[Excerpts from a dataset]
_ _ _ _ _

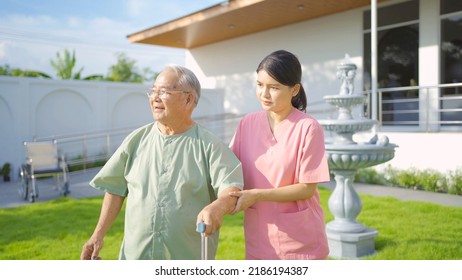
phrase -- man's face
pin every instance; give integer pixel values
(168, 101)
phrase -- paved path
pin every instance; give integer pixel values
(9, 196)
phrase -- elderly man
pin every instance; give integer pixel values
(173, 172)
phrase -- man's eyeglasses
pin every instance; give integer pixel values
(163, 93)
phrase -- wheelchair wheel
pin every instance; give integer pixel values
(66, 190)
(23, 184)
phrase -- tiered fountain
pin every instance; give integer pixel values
(347, 237)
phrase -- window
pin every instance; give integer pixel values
(397, 61)
(451, 61)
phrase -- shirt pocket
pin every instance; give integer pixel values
(297, 232)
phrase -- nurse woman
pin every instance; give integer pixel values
(283, 158)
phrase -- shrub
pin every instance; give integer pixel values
(427, 179)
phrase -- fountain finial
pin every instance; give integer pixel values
(346, 72)
(346, 60)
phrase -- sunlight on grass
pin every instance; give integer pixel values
(57, 230)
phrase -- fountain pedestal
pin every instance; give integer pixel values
(347, 237)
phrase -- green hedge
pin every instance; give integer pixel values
(427, 179)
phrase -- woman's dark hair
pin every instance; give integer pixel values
(285, 68)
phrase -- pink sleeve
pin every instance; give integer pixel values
(235, 141)
(313, 162)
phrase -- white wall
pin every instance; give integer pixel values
(32, 107)
(320, 45)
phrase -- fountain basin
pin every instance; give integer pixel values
(347, 126)
(353, 157)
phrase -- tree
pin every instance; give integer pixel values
(64, 66)
(126, 71)
(16, 72)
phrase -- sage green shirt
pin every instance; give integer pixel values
(167, 180)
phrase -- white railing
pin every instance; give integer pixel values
(420, 109)
(91, 147)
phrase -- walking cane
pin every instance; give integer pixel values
(201, 228)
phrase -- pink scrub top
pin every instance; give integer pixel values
(294, 153)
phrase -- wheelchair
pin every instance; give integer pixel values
(42, 161)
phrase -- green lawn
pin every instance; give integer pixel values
(56, 230)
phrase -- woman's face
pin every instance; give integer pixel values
(274, 96)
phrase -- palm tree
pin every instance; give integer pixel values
(64, 66)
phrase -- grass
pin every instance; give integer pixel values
(57, 230)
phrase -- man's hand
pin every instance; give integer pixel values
(212, 214)
(91, 249)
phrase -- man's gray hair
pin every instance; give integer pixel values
(186, 79)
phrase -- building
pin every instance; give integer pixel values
(419, 68)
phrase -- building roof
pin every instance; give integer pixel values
(236, 18)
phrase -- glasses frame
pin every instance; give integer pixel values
(162, 93)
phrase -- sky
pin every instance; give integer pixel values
(32, 32)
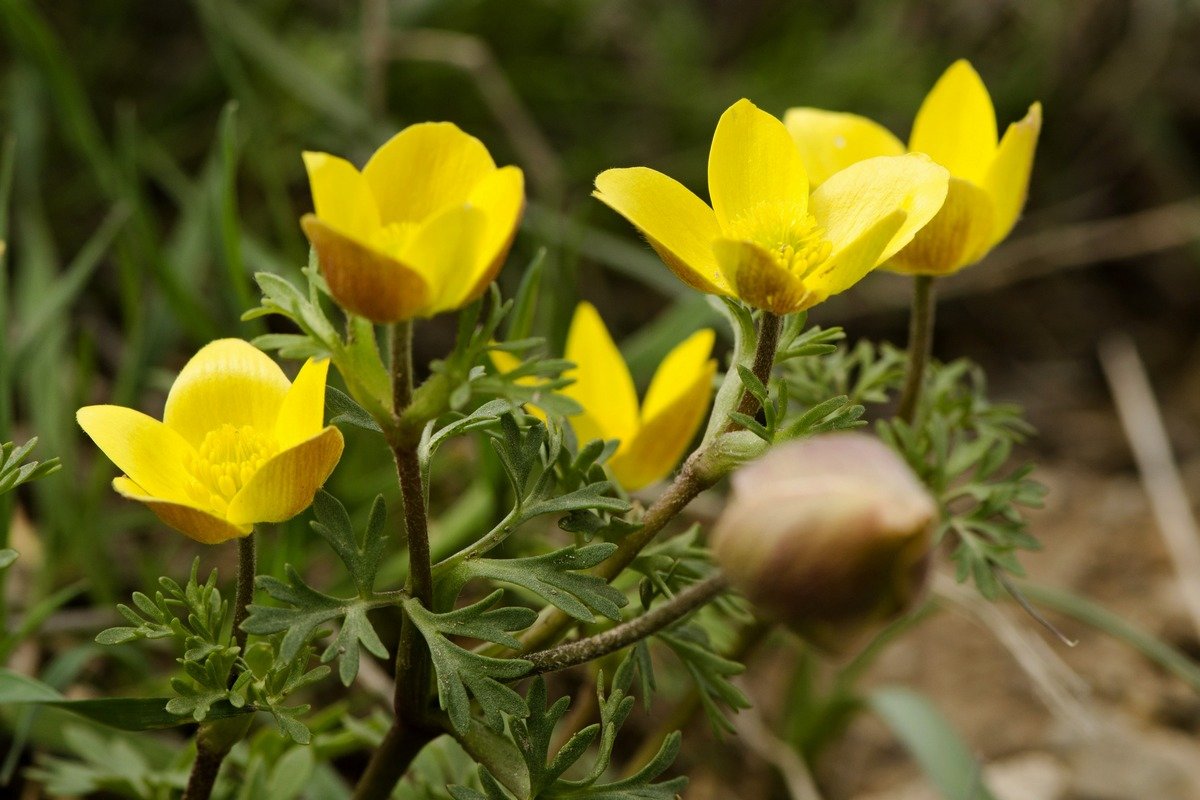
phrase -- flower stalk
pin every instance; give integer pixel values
(409, 731)
(215, 739)
(635, 630)
(921, 342)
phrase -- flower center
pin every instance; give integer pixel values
(793, 239)
(226, 461)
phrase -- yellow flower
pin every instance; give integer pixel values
(652, 438)
(766, 239)
(423, 229)
(238, 445)
(955, 127)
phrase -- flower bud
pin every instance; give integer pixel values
(829, 535)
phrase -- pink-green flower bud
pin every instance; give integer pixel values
(829, 535)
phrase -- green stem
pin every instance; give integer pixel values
(215, 739)
(411, 728)
(769, 326)
(635, 630)
(694, 477)
(921, 341)
(247, 564)
(689, 482)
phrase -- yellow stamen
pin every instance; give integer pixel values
(226, 461)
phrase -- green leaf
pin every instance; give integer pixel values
(939, 750)
(460, 671)
(125, 714)
(557, 578)
(711, 672)
(15, 470)
(342, 409)
(305, 611)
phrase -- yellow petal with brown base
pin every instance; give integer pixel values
(832, 140)
(753, 164)
(958, 236)
(192, 522)
(424, 169)
(957, 124)
(759, 280)
(363, 280)
(855, 262)
(675, 222)
(286, 485)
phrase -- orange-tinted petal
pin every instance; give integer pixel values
(365, 281)
(192, 522)
(760, 280)
(286, 485)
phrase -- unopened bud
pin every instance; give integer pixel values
(829, 535)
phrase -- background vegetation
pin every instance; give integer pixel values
(151, 163)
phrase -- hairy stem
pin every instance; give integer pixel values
(693, 479)
(921, 341)
(635, 630)
(247, 564)
(688, 483)
(409, 731)
(204, 774)
(769, 328)
(215, 739)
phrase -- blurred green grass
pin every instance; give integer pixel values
(155, 158)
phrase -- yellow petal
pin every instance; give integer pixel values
(958, 236)
(444, 251)
(227, 382)
(192, 522)
(1008, 178)
(286, 485)
(677, 224)
(853, 200)
(675, 408)
(303, 414)
(754, 166)
(425, 168)
(143, 447)
(759, 278)
(852, 263)
(603, 384)
(364, 281)
(341, 196)
(677, 372)
(831, 140)
(957, 124)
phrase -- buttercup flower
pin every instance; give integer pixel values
(955, 127)
(829, 535)
(423, 229)
(766, 239)
(238, 444)
(652, 438)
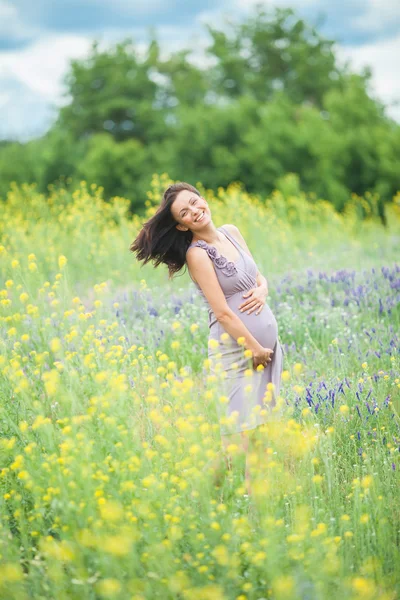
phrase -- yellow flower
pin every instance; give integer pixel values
(367, 481)
(108, 587)
(55, 345)
(298, 368)
(62, 261)
(317, 478)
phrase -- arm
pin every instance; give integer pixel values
(202, 270)
(256, 297)
(233, 230)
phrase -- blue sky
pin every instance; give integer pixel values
(38, 39)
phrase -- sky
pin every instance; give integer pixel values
(39, 39)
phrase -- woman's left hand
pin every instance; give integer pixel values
(256, 298)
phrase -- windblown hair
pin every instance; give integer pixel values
(159, 240)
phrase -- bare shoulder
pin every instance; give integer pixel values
(234, 231)
(231, 227)
(196, 254)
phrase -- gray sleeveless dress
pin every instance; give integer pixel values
(248, 398)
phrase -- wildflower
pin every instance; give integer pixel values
(62, 261)
(55, 345)
(108, 587)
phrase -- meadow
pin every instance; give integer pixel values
(108, 408)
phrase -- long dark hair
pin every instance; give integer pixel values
(159, 240)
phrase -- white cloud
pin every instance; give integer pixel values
(378, 16)
(42, 65)
(382, 57)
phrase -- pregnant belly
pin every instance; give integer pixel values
(262, 326)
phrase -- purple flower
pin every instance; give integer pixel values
(212, 252)
(229, 269)
(220, 261)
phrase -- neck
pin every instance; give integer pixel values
(209, 234)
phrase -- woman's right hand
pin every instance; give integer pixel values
(262, 356)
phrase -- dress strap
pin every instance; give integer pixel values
(227, 267)
(231, 238)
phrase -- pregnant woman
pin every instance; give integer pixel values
(242, 328)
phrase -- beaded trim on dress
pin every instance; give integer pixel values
(227, 266)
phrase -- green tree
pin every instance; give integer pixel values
(273, 51)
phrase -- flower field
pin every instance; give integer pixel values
(108, 408)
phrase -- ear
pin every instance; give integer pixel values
(182, 227)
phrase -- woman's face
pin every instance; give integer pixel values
(190, 211)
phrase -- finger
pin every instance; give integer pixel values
(248, 293)
(242, 306)
(253, 309)
(252, 305)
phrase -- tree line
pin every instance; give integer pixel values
(272, 99)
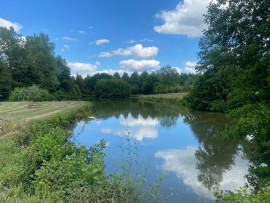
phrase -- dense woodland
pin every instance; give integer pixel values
(234, 75)
(235, 62)
(32, 61)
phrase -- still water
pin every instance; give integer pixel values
(184, 144)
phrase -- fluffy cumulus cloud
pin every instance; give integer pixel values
(186, 19)
(137, 51)
(101, 41)
(66, 47)
(82, 32)
(70, 38)
(139, 65)
(82, 68)
(7, 24)
(190, 67)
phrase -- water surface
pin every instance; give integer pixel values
(184, 144)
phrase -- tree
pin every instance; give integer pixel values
(5, 80)
(236, 43)
(64, 74)
(112, 88)
(41, 60)
(235, 63)
(125, 77)
(116, 75)
(168, 76)
(13, 54)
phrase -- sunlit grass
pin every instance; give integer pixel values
(15, 115)
(169, 95)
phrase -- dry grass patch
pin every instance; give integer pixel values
(15, 115)
(169, 95)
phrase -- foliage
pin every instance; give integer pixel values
(234, 56)
(31, 60)
(5, 78)
(43, 164)
(113, 88)
(241, 196)
(235, 67)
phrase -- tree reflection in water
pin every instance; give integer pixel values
(214, 157)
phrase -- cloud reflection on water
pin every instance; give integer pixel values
(184, 164)
(137, 128)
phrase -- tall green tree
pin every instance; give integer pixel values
(236, 46)
(235, 63)
(40, 59)
(5, 80)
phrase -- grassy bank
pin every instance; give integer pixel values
(41, 163)
(164, 99)
(17, 115)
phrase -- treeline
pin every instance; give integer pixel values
(165, 80)
(32, 61)
(235, 62)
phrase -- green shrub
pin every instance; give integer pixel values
(31, 94)
(112, 88)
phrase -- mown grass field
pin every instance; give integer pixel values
(169, 95)
(14, 115)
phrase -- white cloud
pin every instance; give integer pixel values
(82, 68)
(191, 64)
(70, 39)
(190, 70)
(146, 40)
(7, 24)
(143, 65)
(179, 70)
(102, 41)
(66, 47)
(131, 41)
(137, 51)
(186, 19)
(81, 32)
(190, 67)
(184, 162)
(132, 122)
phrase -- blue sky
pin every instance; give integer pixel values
(114, 35)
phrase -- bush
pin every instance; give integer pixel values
(112, 88)
(31, 94)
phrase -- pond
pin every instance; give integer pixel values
(182, 143)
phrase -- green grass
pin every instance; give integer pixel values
(169, 95)
(16, 115)
(19, 112)
(176, 99)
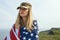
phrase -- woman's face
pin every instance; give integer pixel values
(23, 12)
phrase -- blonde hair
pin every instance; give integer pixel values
(29, 20)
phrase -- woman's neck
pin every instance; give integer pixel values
(24, 20)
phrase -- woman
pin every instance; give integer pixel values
(25, 28)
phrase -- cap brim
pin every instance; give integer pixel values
(22, 7)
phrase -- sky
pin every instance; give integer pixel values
(46, 12)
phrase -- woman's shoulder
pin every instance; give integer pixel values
(35, 22)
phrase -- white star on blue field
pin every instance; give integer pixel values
(46, 12)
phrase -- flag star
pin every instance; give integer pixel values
(23, 32)
(36, 36)
(29, 39)
(31, 34)
(24, 28)
(24, 38)
(35, 27)
(26, 33)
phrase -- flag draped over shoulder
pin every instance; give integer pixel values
(23, 33)
(12, 35)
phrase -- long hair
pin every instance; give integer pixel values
(29, 20)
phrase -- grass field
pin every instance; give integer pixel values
(45, 36)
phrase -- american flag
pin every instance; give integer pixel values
(26, 35)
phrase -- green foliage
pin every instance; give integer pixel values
(45, 36)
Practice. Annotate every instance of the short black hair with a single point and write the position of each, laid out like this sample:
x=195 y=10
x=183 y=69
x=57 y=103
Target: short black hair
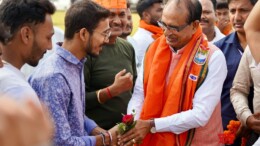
x=4 y=33
x=16 y=13
x=194 y=10
x=83 y=14
x=143 y=5
x=222 y=5
x=253 y=2
x=214 y=3
x=128 y=4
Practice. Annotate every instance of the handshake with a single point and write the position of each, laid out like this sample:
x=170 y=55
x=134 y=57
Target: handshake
x=129 y=131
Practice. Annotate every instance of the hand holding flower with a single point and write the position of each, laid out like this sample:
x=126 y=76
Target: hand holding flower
x=136 y=134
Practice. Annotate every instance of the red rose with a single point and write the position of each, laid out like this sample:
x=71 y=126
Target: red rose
x=128 y=119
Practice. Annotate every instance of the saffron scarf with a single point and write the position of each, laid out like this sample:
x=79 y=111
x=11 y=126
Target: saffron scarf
x=163 y=99
x=157 y=31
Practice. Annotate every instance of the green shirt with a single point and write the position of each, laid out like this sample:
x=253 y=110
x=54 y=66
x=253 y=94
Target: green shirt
x=100 y=73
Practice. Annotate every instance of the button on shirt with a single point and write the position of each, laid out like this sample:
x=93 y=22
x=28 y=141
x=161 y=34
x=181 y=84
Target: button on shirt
x=59 y=82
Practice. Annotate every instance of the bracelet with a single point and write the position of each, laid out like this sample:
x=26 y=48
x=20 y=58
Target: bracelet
x=110 y=136
x=103 y=138
x=109 y=93
x=98 y=93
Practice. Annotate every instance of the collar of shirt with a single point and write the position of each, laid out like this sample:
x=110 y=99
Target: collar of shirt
x=13 y=69
x=68 y=56
x=180 y=51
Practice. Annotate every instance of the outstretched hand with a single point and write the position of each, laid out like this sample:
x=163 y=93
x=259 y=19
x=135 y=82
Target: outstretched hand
x=136 y=134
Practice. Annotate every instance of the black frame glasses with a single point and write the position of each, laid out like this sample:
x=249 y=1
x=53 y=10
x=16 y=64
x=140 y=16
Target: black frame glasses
x=171 y=28
x=106 y=35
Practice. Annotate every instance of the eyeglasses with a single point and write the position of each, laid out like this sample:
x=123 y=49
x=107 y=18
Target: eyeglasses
x=105 y=34
x=171 y=28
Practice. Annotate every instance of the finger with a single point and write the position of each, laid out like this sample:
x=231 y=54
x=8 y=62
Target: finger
x=127 y=75
x=121 y=73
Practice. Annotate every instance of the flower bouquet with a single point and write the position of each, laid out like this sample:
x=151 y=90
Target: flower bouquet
x=229 y=136
x=127 y=123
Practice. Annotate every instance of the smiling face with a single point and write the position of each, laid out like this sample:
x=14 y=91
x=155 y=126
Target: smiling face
x=41 y=41
x=117 y=21
x=176 y=15
x=238 y=12
x=155 y=13
x=99 y=37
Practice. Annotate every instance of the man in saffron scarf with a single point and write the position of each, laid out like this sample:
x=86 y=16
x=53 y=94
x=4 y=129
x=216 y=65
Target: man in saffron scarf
x=177 y=92
x=150 y=11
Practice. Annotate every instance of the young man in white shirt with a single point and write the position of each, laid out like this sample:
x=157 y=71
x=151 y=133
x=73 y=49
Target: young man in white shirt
x=31 y=29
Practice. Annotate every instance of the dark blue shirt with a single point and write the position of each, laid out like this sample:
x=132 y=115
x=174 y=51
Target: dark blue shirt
x=232 y=50
x=59 y=83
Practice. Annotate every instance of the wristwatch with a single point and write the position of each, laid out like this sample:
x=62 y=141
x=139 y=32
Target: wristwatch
x=152 y=124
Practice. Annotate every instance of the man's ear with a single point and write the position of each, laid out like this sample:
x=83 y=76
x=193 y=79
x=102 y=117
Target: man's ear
x=26 y=34
x=146 y=16
x=195 y=25
x=84 y=34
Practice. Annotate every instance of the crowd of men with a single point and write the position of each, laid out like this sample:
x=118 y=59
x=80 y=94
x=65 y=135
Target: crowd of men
x=191 y=67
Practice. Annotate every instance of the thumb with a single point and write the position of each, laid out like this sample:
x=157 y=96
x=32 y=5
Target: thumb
x=122 y=72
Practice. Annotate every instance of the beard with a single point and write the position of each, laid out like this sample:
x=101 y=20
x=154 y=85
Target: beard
x=90 y=49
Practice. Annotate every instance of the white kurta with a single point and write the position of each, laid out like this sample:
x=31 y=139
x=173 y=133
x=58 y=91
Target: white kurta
x=205 y=99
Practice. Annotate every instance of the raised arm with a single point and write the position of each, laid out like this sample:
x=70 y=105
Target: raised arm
x=252 y=29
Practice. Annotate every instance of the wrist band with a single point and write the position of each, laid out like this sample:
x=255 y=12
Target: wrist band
x=108 y=93
x=98 y=93
x=110 y=136
x=103 y=138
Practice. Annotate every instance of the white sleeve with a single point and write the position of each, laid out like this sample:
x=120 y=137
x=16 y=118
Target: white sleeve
x=205 y=100
x=137 y=100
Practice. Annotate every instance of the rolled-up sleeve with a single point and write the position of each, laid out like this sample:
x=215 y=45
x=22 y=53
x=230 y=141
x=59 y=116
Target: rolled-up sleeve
x=55 y=93
x=241 y=88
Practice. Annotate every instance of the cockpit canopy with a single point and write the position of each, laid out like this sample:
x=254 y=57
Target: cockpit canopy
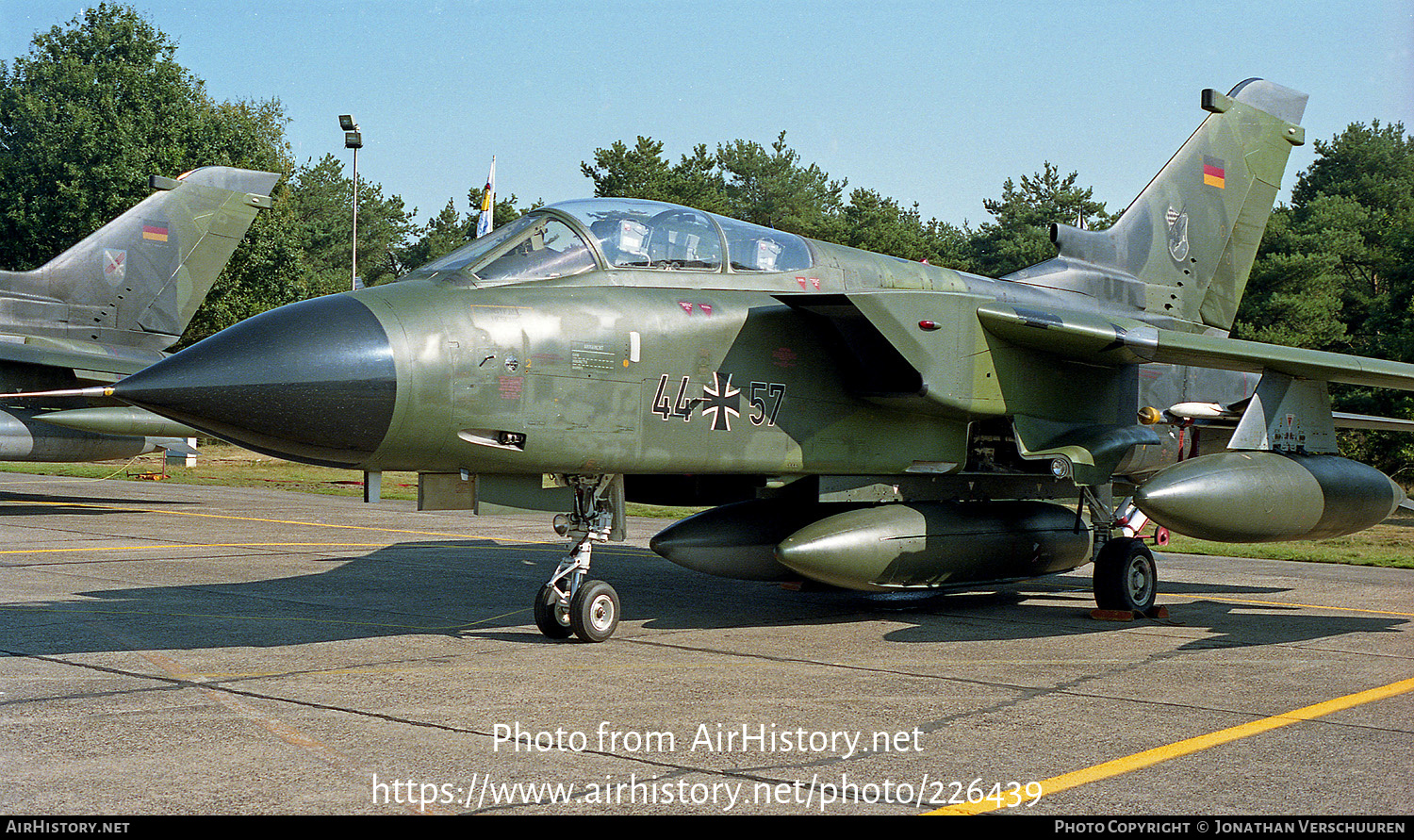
x=579 y=237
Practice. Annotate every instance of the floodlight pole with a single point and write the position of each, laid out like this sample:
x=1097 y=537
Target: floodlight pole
x=353 y=139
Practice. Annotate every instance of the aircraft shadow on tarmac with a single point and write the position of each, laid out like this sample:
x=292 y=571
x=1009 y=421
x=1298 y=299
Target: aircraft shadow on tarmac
x=483 y=590
x=19 y=503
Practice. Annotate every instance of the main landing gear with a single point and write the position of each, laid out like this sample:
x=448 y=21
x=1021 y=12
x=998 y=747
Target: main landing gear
x=1126 y=577
x=570 y=604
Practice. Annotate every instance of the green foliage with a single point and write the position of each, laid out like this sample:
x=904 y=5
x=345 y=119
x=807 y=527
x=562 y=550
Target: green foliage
x=1337 y=272
x=642 y=172
x=774 y=189
x=449 y=231
x=92 y=110
x=321 y=201
x=1020 y=234
x=879 y=223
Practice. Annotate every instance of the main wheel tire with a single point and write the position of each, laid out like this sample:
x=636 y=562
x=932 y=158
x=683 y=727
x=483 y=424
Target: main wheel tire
x=1126 y=576
x=594 y=611
x=551 y=618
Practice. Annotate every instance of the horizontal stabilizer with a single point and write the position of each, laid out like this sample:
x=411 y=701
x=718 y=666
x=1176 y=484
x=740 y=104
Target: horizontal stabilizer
x=1125 y=341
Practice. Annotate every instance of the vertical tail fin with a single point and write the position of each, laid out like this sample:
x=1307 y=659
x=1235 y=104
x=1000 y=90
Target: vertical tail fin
x=1185 y=246
x=138 y=280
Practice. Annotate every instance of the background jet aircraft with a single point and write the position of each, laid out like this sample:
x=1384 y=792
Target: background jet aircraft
x=873 y=423
x=107 y=307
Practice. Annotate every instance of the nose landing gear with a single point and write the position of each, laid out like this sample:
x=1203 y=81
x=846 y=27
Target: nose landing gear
x=571 y=604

_ _ _ _ _

What this task involves —
Print the data above from its first line through the line that has "phrase -- wheelchair wheel", exactly and with nothing else, omitting pictures.

Your solution —
phrase -- man's face
pin every instance; give integer pixel values
(168, 101)
phrase -- paved path
pin every instance; give integer pixel values
(9, 196)
phrase -- elderly man
pin every instance; give integer pixel values
(173, 172)
phrase -- man's eyeglasses
pin every instance; give integer pixel values
(163, 93)
phrase -- wheelchair wheel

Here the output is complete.